- [原文摘录]

══════

给出一个数字N,求sigma(phi(i)),1<=i<=N

 

Input

正整数N。N<=2*10^9

 

Output

输出答案。
 

 

Sample Input

10

Sample Output

32

HINT

 

Source

 
直接大力杜教筛
$\sum_{i=1}^{n}\varphi(i) = \frac{n\times(n+1)}{2} - \sum_{d=2}^{n}\sum_{i=1}^{\lfloor\frac{n}{d}\rfloor}\varphi(i)$

 
#include<cstdio>
#include<map>
#include<ext/pb_ds/assoc_container.hpp>
#include<ext/pb_ds/hash_policy.hpp>
#define LL long long 
using namespace std;
using namespace __gnu_pbds;
const int MAXN=5000030;
int N,limit=5000000,tot=0,vis[MAXN],prime[MAXN];
LL phi[MAXN];
gp_hash_table<int,LL>Aphi;
void GetPhi()
{
    vis[1]=1;phi[1]=1;
    for(int i=1;i<=limit;i++)
    {
        if(!vis[i]) prime[++tot]=i,phi[i]=i-1;
        for(int j=1;j<=tot&&i*prime[j]<=limit;j++)
        {
            vis[i*prime[j]]=1;
            if(i%prime[j]==0) {phi[i*prime[j]]=phi[i]*prime[j];break;}
            else phi[i*prime[j]]=phi[i]*(prime[j]-1);
        }
    }
    for(int i=1;i<=limit;i++) phi[i]+=phi[i-1];
}
LL SolvePhi(LL n)

══════

- [所给信息]
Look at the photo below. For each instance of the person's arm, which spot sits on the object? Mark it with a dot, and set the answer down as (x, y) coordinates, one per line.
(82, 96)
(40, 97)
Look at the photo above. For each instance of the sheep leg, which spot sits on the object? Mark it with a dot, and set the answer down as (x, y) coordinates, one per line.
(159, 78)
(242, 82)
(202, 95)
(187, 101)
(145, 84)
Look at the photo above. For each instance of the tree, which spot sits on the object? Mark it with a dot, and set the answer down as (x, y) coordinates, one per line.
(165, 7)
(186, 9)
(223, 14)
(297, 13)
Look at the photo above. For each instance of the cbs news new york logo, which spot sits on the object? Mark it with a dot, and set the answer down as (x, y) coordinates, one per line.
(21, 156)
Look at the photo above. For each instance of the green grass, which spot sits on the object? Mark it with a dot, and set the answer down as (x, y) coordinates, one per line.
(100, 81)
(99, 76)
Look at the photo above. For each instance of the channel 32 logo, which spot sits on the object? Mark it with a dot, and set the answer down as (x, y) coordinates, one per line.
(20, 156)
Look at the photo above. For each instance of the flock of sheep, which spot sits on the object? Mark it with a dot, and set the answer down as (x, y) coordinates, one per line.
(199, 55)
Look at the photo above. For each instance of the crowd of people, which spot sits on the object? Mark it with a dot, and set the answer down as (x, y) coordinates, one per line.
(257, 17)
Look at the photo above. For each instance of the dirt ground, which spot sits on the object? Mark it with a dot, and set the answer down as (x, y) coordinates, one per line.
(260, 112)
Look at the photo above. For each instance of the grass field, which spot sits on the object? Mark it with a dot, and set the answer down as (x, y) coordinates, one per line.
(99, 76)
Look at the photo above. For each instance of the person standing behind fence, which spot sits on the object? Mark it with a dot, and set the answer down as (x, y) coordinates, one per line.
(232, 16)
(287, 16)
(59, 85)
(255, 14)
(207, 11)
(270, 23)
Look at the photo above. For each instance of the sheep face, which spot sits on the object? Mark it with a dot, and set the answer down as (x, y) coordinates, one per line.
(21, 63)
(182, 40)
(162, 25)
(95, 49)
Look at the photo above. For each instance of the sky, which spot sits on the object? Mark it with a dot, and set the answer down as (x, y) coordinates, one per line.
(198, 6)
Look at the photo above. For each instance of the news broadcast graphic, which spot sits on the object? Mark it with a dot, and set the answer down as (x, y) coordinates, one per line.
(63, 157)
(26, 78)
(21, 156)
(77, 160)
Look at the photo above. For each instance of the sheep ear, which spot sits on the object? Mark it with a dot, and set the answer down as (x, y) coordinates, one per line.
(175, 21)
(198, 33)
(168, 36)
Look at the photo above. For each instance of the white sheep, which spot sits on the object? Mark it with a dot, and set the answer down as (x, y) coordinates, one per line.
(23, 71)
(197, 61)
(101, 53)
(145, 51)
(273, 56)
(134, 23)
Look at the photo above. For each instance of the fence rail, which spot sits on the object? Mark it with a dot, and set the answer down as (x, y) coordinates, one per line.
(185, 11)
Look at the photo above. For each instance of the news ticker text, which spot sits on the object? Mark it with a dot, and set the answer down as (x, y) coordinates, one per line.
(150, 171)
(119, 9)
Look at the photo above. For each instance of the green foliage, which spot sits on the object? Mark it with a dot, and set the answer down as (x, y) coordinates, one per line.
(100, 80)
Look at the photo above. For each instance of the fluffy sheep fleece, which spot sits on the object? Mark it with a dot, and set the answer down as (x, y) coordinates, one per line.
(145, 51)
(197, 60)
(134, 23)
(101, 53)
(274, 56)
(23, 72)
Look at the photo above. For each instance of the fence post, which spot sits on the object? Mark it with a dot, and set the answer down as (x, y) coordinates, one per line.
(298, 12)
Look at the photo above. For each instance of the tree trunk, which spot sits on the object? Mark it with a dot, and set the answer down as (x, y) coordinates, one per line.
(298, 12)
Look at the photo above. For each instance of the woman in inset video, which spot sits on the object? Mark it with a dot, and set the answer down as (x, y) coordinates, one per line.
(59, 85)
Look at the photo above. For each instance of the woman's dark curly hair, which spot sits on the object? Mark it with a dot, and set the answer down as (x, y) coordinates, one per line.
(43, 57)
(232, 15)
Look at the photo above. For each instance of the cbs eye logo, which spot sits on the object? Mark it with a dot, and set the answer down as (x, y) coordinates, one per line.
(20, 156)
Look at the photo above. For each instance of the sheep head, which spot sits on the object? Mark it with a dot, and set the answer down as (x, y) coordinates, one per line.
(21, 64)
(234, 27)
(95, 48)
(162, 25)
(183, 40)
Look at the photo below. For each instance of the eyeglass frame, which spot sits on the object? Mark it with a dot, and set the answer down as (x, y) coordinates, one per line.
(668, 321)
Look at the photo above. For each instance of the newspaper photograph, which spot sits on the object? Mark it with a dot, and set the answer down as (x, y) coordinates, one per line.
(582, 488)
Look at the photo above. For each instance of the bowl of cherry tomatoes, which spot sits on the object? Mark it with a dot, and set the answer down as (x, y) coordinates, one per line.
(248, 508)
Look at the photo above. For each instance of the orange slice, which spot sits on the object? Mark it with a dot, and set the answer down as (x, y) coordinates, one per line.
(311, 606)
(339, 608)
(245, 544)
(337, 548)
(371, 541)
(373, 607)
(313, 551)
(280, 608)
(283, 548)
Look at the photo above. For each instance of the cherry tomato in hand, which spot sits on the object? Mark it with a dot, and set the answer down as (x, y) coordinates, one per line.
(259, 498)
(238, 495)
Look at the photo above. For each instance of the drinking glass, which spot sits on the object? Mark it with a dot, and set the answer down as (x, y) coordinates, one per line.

══════

- [任务要求]
把上面原文摘录中从“#include<cstdio>”一直到“void GetPhi()”的这一段，一字不改地照抄下来。

- [解决办法]
#include<cstdio>
#include<map>
#include<ext/pb_ds/assoc_container.hpp>
#include<ext/pb_ds/hash_policy.hpp>
#define LL long long 
using namespace std;
using namespace __gnu_pbds;
const int MAXN=5000030;
int N,limit=5000000,tot=0,vis[MAXN],prime[MAXN];
LL phi[MAXN];
gp_hash_table<int,LL>Aphi;
void GetPhi()